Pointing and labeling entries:
========

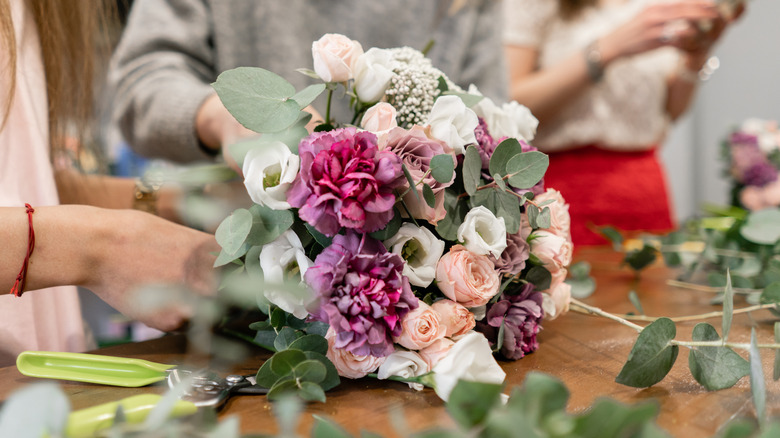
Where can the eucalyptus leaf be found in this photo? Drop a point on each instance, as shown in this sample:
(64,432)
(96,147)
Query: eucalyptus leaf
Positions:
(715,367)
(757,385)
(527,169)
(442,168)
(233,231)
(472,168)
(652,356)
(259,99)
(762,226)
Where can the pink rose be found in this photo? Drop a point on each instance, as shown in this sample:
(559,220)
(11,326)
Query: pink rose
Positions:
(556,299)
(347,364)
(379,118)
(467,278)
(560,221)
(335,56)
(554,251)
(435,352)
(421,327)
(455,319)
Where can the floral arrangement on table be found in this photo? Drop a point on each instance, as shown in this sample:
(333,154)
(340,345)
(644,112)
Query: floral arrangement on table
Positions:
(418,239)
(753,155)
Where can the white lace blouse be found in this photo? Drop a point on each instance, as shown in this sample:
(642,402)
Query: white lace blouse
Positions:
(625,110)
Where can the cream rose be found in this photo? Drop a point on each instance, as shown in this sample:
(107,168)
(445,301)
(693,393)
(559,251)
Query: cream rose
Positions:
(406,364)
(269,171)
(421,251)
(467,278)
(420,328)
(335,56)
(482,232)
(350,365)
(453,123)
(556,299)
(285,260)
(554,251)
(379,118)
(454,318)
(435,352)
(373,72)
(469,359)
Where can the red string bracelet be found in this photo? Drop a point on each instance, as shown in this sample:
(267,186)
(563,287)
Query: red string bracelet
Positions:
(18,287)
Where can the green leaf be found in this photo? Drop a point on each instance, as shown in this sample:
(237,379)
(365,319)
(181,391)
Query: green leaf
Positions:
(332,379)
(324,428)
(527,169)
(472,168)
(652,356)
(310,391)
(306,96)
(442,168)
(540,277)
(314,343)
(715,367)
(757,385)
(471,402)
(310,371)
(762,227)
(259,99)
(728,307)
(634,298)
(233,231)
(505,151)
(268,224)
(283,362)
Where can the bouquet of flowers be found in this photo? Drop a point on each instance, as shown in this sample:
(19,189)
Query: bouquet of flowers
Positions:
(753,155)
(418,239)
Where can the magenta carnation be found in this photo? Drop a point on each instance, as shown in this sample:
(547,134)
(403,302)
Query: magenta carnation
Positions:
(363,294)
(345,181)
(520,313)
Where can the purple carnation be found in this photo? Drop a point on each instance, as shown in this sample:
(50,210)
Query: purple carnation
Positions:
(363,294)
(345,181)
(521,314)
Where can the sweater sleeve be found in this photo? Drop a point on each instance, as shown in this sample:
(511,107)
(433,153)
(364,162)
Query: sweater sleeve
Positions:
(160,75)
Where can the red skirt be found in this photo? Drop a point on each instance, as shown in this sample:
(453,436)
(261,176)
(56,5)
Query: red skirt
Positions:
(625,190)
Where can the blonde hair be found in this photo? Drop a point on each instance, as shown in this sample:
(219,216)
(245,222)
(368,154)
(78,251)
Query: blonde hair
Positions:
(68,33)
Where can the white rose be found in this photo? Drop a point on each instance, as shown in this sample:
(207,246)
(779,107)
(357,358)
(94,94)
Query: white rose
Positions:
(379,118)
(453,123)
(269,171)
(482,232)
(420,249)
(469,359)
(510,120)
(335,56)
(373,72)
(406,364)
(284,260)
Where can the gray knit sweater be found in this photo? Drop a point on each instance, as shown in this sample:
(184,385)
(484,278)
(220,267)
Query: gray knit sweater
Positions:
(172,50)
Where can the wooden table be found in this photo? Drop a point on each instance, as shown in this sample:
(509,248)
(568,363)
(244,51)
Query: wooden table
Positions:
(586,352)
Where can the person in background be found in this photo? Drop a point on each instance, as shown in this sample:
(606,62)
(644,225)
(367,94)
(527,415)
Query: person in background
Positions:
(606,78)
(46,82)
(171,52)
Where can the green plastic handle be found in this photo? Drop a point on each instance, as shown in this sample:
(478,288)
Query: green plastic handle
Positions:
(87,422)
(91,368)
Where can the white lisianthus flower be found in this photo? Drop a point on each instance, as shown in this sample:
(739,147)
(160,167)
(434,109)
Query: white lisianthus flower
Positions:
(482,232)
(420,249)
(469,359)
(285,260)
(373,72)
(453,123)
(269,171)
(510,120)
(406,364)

========

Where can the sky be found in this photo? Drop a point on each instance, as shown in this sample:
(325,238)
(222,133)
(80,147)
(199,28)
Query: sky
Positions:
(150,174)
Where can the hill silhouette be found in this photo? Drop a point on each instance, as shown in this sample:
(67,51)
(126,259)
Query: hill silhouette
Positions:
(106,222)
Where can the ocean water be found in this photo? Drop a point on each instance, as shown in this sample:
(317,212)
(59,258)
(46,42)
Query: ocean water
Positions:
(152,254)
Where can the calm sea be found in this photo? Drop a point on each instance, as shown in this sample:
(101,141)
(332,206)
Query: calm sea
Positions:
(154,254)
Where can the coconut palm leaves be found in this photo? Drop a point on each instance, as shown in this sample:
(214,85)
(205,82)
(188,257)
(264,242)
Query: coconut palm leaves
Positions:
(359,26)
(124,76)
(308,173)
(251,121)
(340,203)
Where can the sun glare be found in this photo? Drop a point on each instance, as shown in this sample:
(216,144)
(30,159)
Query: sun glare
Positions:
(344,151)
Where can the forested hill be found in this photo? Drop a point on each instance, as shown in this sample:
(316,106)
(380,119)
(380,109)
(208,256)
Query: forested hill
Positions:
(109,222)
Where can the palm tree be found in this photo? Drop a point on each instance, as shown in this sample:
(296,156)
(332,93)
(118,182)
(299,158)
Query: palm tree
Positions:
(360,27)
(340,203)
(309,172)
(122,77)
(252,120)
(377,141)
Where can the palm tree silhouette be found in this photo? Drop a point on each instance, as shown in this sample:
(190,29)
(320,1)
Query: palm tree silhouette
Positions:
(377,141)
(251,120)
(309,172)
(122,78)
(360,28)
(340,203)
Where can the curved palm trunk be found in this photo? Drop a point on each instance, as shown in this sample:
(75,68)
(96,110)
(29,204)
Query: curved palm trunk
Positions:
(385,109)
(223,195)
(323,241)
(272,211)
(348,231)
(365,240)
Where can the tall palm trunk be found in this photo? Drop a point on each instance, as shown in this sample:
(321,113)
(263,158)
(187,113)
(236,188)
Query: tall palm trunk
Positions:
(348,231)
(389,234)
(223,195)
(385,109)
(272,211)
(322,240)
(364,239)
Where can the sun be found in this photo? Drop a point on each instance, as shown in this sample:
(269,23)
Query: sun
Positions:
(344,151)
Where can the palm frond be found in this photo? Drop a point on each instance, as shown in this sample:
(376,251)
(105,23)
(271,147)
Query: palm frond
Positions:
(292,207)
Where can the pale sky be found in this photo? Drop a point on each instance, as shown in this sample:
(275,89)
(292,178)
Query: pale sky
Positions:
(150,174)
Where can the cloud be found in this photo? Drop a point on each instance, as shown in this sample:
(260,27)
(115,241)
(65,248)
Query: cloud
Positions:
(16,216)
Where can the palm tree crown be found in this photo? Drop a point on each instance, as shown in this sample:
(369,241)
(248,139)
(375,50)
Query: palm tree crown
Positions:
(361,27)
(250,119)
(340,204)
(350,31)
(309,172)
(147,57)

========

WRITTEN TASK:
Show each line from the rows above that contains the word "purple".

ANSWER TO THE EXERCISE:
Where can the purple carnation be found in this photo? Drop a point on each instance, as shown in this sample:
Query: purple carnation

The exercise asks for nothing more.